* [TEXT TO READ]
☆ ☆ ☆
Google
 
Web www.scientific-child-prodigy.blogspot.com

The boy who knew too much: a child prodigy

This is the true story of scientific child prodigy, and former baby genius, Ainan Celeste Cawley, written by his father. It is the true story, too, of his gifted brothers and of all the Cawley family. I write also of child prodigy and genius in general: what it is, and how it is so often neglected in the modern world. As a society, we so often fail those we should most hope to see succeed: our gifted children and the gifted adults they become. Site Copyright: Valentine Cawley, 2006 +

Sunday, March 08, 2009

Living in an overpopulated world.

Have you ever wondered what it would be like to live in an overpopulated world? Well, wonder no longer: just come to Singapore.

Writers are fond of warning us of overpopulation and indicating some future time at which this would have occurred. They then paint the terrors of such a time and such a condition. I find this a little puzzling since it doesn't take much experience of life, in some parts of the world, to know that overcrowding is already here.

Today, I made the mistake of going to Singaporean shopping centres on a Sunday. This innocent enough sounding activity is actually most unpleasant. The crowds and the noise were both unbearable. I seemed to have entered a competition, in which a basic challenge had been made: how many people can you squeeze into a shop at one time, without killing any of them? I could swear that every shop I entered was well on the way to being the winner. It was awful. Everywhere, I felt the press of too many others. Every sight line was blocked by a myriad people, obscuring everything beyond them, ever moving, ever jostling. Then there was the noise: so many people chattering at once, seeking to speak above those who sought to speak above them. It was a cacophony of incomprehensible sounds, for so many of them did not speak English (or nothing that I would recognize as such).

I felt the strongest need to be at home, in peace and quiet.
☆ ☆ ☆
* [TASKS TO PERFORM]
A. In the blog post about crowding in Singapore, on what day of the week did the writer visit the shopping centres?
B. What subjects does the blog's introduction say it writes about? List them all.
C. Continue the blog post about crowded Singapore shopping centres, picking up after its final sentence.

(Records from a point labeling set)
☆ ☆ ☆
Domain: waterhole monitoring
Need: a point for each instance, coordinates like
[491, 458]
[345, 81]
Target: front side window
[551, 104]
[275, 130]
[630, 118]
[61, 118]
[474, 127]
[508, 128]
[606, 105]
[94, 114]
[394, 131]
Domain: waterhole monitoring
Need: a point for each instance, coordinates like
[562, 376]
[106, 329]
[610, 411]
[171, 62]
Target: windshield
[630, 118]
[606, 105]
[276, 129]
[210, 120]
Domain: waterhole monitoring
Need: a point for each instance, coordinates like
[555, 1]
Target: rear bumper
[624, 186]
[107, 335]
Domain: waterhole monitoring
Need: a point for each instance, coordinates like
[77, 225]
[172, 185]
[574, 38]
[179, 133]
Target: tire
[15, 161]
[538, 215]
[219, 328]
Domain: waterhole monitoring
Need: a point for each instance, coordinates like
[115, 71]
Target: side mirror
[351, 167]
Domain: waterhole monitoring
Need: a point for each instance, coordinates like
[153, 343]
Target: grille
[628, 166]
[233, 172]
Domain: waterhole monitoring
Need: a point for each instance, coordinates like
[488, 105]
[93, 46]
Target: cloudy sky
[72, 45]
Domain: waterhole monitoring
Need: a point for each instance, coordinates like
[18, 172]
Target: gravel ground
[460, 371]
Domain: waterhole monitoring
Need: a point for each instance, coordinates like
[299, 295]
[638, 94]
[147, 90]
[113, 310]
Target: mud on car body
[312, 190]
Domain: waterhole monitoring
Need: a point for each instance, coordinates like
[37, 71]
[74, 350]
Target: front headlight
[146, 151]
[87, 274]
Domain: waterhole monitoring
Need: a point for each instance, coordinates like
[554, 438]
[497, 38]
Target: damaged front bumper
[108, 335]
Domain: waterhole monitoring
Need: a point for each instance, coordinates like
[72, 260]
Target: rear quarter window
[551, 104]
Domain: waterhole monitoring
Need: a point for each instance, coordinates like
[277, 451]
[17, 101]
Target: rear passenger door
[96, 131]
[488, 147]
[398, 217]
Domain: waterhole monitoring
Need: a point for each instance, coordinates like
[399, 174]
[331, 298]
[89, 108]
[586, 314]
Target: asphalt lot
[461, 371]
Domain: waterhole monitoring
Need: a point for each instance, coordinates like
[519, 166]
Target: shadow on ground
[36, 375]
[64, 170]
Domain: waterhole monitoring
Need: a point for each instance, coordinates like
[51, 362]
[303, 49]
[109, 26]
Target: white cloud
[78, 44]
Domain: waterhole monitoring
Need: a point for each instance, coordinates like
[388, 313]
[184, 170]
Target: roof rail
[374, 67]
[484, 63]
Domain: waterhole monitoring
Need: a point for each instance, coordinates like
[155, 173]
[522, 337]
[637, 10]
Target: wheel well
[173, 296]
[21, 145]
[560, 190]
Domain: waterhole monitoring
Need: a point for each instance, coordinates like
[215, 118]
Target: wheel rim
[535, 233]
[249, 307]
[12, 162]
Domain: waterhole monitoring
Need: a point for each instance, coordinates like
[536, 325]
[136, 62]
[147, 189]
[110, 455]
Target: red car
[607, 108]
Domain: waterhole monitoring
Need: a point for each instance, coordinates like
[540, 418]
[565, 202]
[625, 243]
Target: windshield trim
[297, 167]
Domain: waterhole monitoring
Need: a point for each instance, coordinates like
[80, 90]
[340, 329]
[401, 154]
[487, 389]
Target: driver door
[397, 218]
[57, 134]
☆ ☆ ☆
* [EXPECTED OUTPUTS]
A. Sunday.

B.
- The true story of scientific child prodigy and former baby genius Ainan Celeste Cawley
- His gifted brothers
- All the Cawley family
- Child prodigy and genius in general: what it is, and how it is so often neglected in the modern world

C.
As I looked around, a thought nudged me every now and again: the Singaporean government wants even more people in Singapore. Already there are 4.8 million, but I understand the target to be 6.5 million. Well, on the hugely unpleasant evidence of what I experienced today I would say that Singapore has long past the point of overpopulation already. Singapore is already, in some ways, a very unpleasant place to live: you just have to go to the wrong place at the wrong time (ie. where everyone else wants to go) and you will really have a terrible time fighting your way through the crowds of people. Were there to be another 1.7 million people, as planned, Singapore would be truly unbearable: everywhere would be unbearably overcrowded ALL the time.

I would say that Singapore should have no more than 1 million people. That is all. The population of Singapore should be drastically reduced if it is to be a livable environment in the decades ahead. If the population is increased, only those who are particularly immune to living in intensely overcrowded conditions will stay here. The rest will leave for anywhere else, that offers more breathing space.

I have learnt something though. I don't intend to go to a main shopping centre, in Singapore, on the weekend again. That is the time to stay away from such places. Life is too short to spend any of it in such unpleasant situations.

I rather hope that the global population does not continue to climb - otherwise more and more places will become as densely populated as Singapore and there will be fewer and fewer refuges for the sensitive among us, from the urgent press of innumerable humanity.

It was a relief to get home.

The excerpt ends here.